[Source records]

-------

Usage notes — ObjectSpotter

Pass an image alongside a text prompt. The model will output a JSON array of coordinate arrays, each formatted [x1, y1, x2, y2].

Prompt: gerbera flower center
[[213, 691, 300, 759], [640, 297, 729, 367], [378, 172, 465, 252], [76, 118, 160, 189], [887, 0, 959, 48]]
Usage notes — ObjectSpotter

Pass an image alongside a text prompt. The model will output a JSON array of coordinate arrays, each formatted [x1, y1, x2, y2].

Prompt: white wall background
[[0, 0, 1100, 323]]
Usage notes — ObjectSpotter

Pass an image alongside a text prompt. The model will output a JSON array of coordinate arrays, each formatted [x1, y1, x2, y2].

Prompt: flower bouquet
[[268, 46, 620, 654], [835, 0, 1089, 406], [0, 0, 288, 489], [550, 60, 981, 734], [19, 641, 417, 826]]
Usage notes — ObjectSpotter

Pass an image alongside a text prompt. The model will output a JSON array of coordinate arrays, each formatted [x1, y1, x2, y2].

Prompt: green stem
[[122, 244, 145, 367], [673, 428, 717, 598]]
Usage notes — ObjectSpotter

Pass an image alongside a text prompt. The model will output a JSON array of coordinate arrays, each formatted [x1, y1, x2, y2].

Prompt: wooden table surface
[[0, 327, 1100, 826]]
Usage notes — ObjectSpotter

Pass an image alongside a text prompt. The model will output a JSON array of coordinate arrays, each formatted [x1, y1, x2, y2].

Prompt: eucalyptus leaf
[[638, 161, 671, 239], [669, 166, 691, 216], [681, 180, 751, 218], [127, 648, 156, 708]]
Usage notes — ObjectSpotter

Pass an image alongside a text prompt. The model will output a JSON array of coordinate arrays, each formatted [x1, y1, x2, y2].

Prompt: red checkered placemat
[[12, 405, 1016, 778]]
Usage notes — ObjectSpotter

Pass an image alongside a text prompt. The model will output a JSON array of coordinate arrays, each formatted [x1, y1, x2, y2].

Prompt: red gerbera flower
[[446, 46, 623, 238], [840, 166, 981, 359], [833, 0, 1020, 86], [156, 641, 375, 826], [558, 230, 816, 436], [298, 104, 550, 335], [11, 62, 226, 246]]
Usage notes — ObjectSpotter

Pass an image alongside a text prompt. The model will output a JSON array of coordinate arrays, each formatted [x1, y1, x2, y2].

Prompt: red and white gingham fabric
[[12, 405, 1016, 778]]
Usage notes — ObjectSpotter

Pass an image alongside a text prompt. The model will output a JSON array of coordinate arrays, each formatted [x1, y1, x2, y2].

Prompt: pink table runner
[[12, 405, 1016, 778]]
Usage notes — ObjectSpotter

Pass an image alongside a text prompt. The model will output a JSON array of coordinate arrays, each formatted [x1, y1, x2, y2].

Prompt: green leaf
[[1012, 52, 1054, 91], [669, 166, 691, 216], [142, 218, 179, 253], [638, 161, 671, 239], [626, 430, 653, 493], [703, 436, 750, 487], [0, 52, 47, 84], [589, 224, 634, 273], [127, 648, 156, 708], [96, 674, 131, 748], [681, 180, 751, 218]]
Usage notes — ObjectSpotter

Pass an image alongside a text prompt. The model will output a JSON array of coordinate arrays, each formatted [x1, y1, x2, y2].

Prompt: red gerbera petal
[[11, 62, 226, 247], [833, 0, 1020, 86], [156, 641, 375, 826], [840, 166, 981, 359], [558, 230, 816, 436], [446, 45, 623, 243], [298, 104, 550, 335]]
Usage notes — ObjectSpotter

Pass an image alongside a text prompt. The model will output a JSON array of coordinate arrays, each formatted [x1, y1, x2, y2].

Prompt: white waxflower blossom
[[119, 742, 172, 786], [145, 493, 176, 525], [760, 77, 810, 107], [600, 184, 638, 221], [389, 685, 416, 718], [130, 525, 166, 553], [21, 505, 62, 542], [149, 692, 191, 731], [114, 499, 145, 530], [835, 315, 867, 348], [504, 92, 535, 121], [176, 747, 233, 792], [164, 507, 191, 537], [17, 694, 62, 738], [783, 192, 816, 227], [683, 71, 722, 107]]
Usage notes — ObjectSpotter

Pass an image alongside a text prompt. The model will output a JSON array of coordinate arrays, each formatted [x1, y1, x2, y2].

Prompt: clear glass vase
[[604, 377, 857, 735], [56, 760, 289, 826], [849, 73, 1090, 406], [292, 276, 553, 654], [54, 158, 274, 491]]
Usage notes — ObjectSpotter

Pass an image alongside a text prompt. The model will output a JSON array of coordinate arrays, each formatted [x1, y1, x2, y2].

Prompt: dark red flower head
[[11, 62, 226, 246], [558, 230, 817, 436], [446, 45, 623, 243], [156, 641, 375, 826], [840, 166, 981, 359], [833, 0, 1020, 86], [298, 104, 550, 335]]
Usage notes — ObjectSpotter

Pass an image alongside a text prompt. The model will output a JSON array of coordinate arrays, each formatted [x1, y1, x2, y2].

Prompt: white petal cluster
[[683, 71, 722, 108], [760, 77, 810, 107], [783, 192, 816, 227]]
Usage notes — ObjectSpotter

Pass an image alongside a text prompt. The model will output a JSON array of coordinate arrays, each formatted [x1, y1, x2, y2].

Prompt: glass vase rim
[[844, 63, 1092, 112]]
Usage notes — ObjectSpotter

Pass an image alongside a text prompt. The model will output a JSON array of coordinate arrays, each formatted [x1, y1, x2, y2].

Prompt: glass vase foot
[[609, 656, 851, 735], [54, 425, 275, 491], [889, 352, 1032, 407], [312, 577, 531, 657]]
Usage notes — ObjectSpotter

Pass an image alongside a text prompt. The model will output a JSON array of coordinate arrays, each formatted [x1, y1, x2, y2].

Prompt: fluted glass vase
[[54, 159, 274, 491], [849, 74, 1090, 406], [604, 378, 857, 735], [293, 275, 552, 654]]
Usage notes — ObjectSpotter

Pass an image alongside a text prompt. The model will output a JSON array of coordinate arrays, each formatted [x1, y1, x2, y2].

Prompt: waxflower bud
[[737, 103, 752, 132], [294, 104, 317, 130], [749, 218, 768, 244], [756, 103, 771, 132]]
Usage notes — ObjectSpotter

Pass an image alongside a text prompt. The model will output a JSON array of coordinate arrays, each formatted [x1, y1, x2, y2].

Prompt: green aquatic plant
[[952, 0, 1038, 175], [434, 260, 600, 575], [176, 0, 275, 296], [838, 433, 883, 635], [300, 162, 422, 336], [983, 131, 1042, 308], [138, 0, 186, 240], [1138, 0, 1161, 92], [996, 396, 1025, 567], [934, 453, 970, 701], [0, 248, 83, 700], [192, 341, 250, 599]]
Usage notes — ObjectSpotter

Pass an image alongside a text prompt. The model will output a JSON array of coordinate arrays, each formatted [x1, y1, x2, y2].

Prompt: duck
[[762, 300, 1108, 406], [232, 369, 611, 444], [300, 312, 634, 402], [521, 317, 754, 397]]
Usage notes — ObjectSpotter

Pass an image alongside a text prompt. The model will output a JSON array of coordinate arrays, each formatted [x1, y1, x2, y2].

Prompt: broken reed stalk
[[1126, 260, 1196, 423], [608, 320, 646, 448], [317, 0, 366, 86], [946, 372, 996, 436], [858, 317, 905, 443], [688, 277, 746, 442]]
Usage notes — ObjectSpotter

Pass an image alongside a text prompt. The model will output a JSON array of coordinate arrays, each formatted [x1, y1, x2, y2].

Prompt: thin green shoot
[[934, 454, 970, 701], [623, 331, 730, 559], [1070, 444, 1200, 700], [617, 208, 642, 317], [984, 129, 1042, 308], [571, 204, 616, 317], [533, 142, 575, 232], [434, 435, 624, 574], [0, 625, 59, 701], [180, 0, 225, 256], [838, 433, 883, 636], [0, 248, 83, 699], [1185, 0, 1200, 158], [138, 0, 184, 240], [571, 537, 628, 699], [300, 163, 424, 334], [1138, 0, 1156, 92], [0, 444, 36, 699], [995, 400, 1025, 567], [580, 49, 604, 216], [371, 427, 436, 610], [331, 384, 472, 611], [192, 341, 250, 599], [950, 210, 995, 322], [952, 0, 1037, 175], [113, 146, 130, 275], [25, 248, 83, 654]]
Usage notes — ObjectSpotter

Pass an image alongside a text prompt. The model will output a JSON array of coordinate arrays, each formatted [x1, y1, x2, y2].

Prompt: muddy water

-------

_WRITTEN EXERCISE_
Convert the material from its first line up to and including the line containing "[[122, 244, 145, 367], [673, 428, 717, 598]]" into a Markdown table with the columns Number and Text, numbering each line and leaving out blank lines.

_THE REPLY_
| Number | Text |
|---|---|
| 1 | Usage notes — ObjectSpotter |
| 2 | Pass an image alongside a text prompt. The model will output a JSON array of coordinate arrays, each formatted [x1, y1, x2, y2]. |
| 3 | Prompt: gerbera flower center |
| 4 | [[213, 691, 300, 759], [640, 297, 729, 367], [378, 172, 465, 252], [76, 118, 160, 189], [887, 0, 959, 48]] |
| 5 | Usage notes — ObjectSpotter |
| 6 | Pass an image alongside a text prompt. The model will output a JSON array of coordinate arrays, each formatted [x1, y1, x2, y2]. |
| 7 | Prompt: white wall background |
| 8 | [[0, 0, 1100, 323]] |
| 9 | Usage notes — ObjectSpotter |
| 10 | Pass an image alongside a text prompt. The model will output a JSON array of coordinate arrays, each formatted [x1, y1, x2, y2]. |
| 11 | Prompt: flower bouquet |
| 12 | [[268, 46, 620, 654], [835, 0, 1089, 406], [0, 0, 288, 489], [550, 60, 981, 734], [19, 641, 417, 826]] |
| 13 | Usage notes — ObjectSpotter |
| 14 | Pass an image alongside a text prompt. The model will output a JSON array of coordinate arrays, each formatted [x1, y1, x2, y2]. |
| 15 | Prompt: green stem |
| 16 | [[122, 244, 145, 367], [673, 428, 717, 598]] |